(Entries from an annotation dataset)
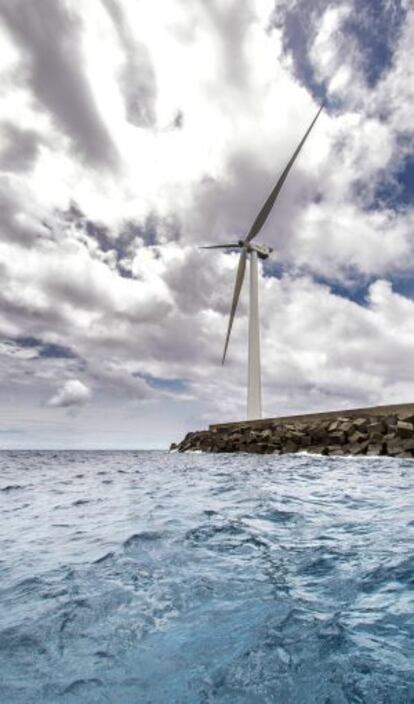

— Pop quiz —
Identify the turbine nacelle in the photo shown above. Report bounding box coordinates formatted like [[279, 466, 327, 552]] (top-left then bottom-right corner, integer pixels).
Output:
[[201, 105, 323, 418], [247, 242, 273, 259]]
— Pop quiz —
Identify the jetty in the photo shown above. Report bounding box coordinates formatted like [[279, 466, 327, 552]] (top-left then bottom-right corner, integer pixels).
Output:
[[170, 403, 414, 458]]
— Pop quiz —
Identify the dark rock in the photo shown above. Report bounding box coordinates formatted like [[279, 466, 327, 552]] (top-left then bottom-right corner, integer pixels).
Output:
[[397, 420, 414, 438], [367, 443, 384, 455]]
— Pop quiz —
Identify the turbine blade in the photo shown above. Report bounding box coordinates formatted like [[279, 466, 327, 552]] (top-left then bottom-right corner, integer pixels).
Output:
[[199, 242, 240, 249], [245, 103, 324, 242], [221, 247, 247, 364]]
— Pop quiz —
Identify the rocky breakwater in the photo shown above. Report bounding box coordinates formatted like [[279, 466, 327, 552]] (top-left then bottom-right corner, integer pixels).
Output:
[[171, 404, 414, 458]]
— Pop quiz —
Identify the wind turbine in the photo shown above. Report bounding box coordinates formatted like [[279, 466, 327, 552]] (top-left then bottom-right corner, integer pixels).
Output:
[[201, 104, 324, 420]]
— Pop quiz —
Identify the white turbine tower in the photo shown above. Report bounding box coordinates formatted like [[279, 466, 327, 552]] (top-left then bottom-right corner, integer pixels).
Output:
[[201, 105, 324, 420]]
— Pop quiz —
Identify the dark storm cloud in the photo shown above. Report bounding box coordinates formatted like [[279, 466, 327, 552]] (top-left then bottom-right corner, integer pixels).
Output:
[[102, 0, 157, 127], [0, 122, 41, 171], [0, 0, 117, 166]]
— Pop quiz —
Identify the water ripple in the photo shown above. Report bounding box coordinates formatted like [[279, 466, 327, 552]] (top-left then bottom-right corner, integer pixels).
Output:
[[0, 452, 414, 704]]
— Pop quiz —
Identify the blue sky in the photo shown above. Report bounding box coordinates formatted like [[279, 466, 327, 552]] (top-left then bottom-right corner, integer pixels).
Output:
[[0, 0, 414, 448]]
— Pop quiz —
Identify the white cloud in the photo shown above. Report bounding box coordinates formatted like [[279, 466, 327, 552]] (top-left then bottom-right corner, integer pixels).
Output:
[[0, 0, 414, 443], [48, 379, 91, 408]]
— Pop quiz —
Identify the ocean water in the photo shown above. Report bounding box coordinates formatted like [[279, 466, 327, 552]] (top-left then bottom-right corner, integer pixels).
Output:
[[0, 452, 414, 704]]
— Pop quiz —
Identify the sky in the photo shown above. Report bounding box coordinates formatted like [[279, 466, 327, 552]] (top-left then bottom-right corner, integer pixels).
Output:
[[0, 0, 414, 449]]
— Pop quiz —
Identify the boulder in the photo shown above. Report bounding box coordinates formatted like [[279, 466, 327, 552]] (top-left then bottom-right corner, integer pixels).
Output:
[[397, 420, 414, 438], [367, 442, 384, 456]]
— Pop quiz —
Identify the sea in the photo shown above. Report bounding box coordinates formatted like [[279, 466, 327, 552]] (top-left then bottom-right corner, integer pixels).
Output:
[[0, 451, 414, 704]]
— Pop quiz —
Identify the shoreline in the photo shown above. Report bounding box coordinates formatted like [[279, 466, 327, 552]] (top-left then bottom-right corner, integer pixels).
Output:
[[170, 403, 414, 459]]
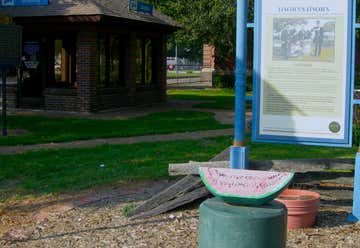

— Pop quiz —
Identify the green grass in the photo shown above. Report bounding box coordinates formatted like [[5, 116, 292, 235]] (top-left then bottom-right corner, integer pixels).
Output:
[[0, 137, 357, 201], [167, 89, 251, 110], [0, 111, 231, 145], [0, 137, 231, 200]]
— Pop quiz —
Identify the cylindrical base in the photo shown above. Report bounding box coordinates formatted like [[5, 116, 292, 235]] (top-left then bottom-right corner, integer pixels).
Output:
[[199, 198, 287, 248]]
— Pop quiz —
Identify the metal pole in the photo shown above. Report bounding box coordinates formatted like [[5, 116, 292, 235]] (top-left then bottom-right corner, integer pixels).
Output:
[[348, 1, 360, 223], [1, 66, 7, 136], [175, 44, 179, 84], [230, 0, 248, 169]]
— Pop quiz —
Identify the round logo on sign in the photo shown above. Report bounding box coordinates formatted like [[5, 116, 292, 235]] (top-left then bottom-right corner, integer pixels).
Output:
[[329, 121, 341, 133]]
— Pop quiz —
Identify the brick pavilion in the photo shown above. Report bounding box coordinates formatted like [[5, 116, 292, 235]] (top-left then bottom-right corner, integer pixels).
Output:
[[0, 0, 178, 112]]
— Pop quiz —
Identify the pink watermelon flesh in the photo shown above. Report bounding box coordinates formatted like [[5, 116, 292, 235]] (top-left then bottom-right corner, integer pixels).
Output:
[[199, 167, 294, 205]]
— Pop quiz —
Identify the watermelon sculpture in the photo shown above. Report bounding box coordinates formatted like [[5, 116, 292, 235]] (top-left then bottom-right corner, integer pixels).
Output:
[[199, 167, 294, 205]]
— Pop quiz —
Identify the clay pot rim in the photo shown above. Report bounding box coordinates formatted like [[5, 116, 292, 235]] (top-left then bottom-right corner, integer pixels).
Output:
[[276, 189, 320, 202]]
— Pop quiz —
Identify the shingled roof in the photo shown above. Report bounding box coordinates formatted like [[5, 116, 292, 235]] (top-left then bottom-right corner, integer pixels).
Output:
[[0, 0, 178, 26]]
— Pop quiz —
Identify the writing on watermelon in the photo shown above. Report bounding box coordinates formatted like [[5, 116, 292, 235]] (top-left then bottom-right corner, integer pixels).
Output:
[[203, 168, 290, 196]]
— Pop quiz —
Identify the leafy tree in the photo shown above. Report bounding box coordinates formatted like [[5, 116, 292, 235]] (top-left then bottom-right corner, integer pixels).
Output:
[[150, 0, 243, 69]]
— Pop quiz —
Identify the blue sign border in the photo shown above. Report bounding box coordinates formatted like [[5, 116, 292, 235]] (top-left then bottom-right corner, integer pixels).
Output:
[[0, 0, 49, 7], [252, 0, 356, 147]]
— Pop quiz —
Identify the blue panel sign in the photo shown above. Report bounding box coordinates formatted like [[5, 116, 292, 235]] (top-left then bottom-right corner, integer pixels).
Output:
[[129, 0, 137, 11], [252, 0, 354, 147], [137, 2, 153, 15], [0, 0, 49, 7], [129, 0, 154, 15]]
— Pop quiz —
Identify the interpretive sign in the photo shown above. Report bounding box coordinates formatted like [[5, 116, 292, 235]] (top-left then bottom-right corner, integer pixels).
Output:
[[0, 25, 22, 66], [0, 0, 49, 7], [253, 0, 353, 146], [129, 0, 154, 15]]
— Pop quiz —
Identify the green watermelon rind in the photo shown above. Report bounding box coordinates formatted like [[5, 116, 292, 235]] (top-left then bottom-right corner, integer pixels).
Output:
[[199, 167, 295, 205]]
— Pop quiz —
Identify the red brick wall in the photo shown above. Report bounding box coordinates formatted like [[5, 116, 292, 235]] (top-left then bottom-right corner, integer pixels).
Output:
[[76, 32, 97, 112]]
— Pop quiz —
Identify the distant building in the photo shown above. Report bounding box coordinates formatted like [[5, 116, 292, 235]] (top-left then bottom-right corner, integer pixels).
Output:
[[0, 0, 177, 112]]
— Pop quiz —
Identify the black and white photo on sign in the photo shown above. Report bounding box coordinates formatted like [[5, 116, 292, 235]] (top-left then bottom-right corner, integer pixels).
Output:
[[273, 18, 335, 62]]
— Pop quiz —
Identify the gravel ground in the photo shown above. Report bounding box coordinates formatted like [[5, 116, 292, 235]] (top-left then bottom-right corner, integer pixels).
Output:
[[0, 181, 360, 248]]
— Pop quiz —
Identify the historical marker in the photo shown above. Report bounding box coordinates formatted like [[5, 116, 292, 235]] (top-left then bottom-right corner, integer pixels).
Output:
[[253, 0, 352, 146]]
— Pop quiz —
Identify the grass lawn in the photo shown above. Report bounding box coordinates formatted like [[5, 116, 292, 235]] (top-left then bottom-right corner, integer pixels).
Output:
[[0, 111, 231, 145], [167, 89, 251, 110], [0, 136, 357, 202], [0, 137, 232, 201]]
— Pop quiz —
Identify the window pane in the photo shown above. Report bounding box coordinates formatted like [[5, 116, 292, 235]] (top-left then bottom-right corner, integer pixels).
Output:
[[145, 39, 152, 84], [98, 36, 106, 87], [54, 40, 64, 82], [135, 39, 143, 84], [109, 35, 120, 85]]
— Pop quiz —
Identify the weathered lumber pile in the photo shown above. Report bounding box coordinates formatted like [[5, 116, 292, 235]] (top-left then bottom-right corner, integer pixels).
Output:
[[129, 149, 354, 219]]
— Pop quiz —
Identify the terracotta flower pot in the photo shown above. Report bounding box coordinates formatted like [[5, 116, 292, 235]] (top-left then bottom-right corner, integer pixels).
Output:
[[276, 189, 320, 229]]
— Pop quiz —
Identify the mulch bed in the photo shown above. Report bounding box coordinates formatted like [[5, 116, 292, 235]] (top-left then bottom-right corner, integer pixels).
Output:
[[0, 181, 360, 248]]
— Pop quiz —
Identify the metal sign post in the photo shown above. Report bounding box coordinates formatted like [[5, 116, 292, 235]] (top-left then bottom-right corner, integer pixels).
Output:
[[230, 0, 248, 169], [1, 66, 7, 136]]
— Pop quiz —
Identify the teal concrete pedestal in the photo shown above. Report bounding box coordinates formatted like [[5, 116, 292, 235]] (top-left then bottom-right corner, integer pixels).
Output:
[[199, 198, 287, 248]]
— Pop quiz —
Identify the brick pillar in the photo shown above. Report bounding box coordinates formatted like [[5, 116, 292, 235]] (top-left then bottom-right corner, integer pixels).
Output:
[[76, 32, 98, 112], [125, 32, 136, 105], [201, 44, 215, 83]]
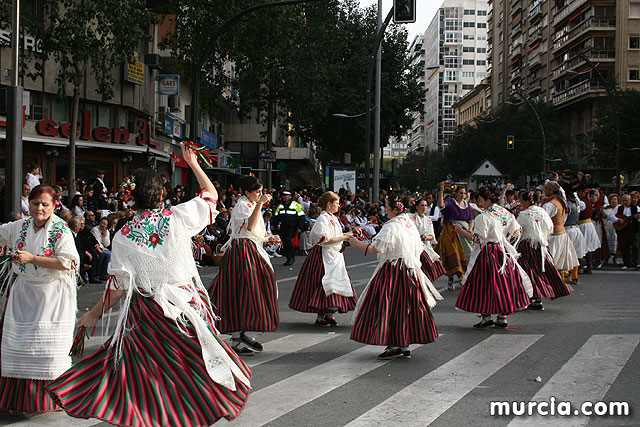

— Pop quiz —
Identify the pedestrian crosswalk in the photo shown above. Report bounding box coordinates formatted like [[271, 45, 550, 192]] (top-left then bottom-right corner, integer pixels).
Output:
[[0, 329, 640, 427]]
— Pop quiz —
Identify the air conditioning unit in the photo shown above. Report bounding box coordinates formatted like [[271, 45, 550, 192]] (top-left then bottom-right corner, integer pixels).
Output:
[[167, 95, 180, 111], [31, 105, 49, 120], [144, 53, 161, 70]]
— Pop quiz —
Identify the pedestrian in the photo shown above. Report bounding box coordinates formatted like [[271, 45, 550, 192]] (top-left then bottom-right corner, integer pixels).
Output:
[[289, 191, 359, 326], [49, 145, 251, 427], [0, 185, 79, 412], [542, 181, 579, 283], [518, 190, 571, 310], [273, 191, 305, 266], [438, 181, 474, 289], [349, 193, 442, 360], [409, 199, 445, 282], [209, 176, 280, 356], [456, 187, 533, 329]]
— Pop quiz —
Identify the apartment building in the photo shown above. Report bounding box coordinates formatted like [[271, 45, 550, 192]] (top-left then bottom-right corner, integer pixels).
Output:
[[424, 0, 489, 150]]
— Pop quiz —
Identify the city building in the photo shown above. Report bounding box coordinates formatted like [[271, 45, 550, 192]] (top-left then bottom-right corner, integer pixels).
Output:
[[424, 0, 489, 150]]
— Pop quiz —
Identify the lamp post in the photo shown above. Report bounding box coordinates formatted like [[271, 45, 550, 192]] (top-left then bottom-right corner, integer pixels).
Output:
[[580, 54, 620, 194], [513, 86, 547, 176]]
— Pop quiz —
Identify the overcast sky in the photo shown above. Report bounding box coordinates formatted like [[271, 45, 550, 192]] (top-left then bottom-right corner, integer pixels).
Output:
[[359, 0, 442, 38]]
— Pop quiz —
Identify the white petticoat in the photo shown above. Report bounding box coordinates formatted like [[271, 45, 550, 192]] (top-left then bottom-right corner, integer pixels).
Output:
[[580, 222, 602, 253], [568, 225, 587, 260], [549, 229, 580, 271]]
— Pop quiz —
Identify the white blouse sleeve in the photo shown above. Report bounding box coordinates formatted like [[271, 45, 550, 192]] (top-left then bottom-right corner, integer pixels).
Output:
[[171, 191, 218, 237], [55, 227, 80, 271], [311, 215, 333, 246]]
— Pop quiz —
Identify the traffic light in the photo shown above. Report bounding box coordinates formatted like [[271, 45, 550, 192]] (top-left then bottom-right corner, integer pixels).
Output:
[[393, 0, 416, 24]]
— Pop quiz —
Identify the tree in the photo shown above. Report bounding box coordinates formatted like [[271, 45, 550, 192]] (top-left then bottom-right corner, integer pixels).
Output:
[[28, 0, 156, 195]]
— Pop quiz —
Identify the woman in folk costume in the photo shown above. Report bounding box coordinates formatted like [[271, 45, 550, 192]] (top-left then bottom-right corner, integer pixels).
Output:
[[48, 145, 251, 427], [349, 194, 442, 360], [409, 199, 444, 282], [438, 181, 474, 288], [456, 187, 533, 329], [542, 181, 579, 283], [560, 188, 587, 285], [0, 185, 79, 412], [518, 190, 571, 310], [289, 191, 357, 326], [209, 176, 280, 356]]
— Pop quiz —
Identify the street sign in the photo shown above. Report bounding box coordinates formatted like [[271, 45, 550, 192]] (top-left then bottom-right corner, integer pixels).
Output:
[[260, 150, 276, 163], [158, 74, 180, 95]]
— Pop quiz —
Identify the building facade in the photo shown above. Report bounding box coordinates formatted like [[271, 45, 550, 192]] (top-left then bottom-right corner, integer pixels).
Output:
[[424, 0, 489, 150]]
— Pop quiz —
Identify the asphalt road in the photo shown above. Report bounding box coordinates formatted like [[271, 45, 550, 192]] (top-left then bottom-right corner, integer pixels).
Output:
[[0, 248, 640, 427]]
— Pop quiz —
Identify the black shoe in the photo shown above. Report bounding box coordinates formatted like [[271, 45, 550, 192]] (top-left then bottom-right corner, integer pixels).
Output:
[[378, 347, 404, 360], [473, 319, 493, 329], [324, 314, 339, 326], [240, 332, 264, 353], [231, 347, 256, 356], [316, 318, 329, 326]]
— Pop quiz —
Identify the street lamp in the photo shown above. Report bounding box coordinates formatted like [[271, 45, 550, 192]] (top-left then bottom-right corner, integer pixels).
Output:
[[567, 54, 620, 194]]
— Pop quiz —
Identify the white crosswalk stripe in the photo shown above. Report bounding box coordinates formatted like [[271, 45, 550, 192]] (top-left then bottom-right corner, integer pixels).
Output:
[[347, 335, 542, 427], [234, 346, 418, 427], [508, 334, 640, 427]]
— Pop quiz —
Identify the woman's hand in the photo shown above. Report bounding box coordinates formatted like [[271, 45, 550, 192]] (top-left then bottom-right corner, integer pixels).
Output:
[[180, 142, 199, 168], [13, 251, 35, 264], [77, 311, 100, 328], [259, 193, 271, 205]]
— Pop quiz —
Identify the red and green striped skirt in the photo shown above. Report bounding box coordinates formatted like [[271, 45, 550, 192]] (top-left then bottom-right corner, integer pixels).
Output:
[[48, 293, 251, 427], [420, 251, 445, 282], [518, 240, 571, 299], [209, 239, 280, 333], [289, 245, 357, 313], [351, 259, 438, 347], [456, 243, 530, 314]]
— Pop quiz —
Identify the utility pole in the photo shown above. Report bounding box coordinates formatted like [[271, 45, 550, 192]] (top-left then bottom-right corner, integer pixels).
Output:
[[5, 0, 23, 219]]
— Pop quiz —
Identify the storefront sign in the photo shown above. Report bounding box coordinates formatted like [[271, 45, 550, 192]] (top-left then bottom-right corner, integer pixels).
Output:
[[36, 110, 150, 145], [200, 129, 218, 150], [125, 61, 144, 85], [158, 74, 180, 95]]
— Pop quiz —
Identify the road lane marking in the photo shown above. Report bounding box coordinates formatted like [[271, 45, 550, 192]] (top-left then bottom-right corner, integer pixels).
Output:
[[347, 335, 543, 427], [507, 334, 640, 427]]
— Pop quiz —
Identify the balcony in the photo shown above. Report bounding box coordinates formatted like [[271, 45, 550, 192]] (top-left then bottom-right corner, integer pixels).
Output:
[[553, 17, 616, 50], [551, 80, 606, 105], [553, 0, 588, 26]]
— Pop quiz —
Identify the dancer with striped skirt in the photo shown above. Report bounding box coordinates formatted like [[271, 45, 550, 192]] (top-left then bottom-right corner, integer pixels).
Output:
[[409, 199, 445, 282], [0, 185, 79, 412], [349, 193, 442, 360], [518, 190, 571, 310], [209, 176, 280, 356], [289, 191, 359, 326], [48, 145, 251, 427], [456, 187, 533, 329]]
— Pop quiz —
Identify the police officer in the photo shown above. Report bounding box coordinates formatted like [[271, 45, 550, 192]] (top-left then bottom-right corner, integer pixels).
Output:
[[272, 191, 305, 265]]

## Aim
Identify each line of the listing above that contains the string "conditioning", treating the match as case-sensitive, and copy those lines in full.

## Result of the task
Identify the air conditioning unit in the photo shown above. Report bounding box coordinates formatted like [[271, 45, 550, 192]] (top-left then bottom-right corner, integer pixels).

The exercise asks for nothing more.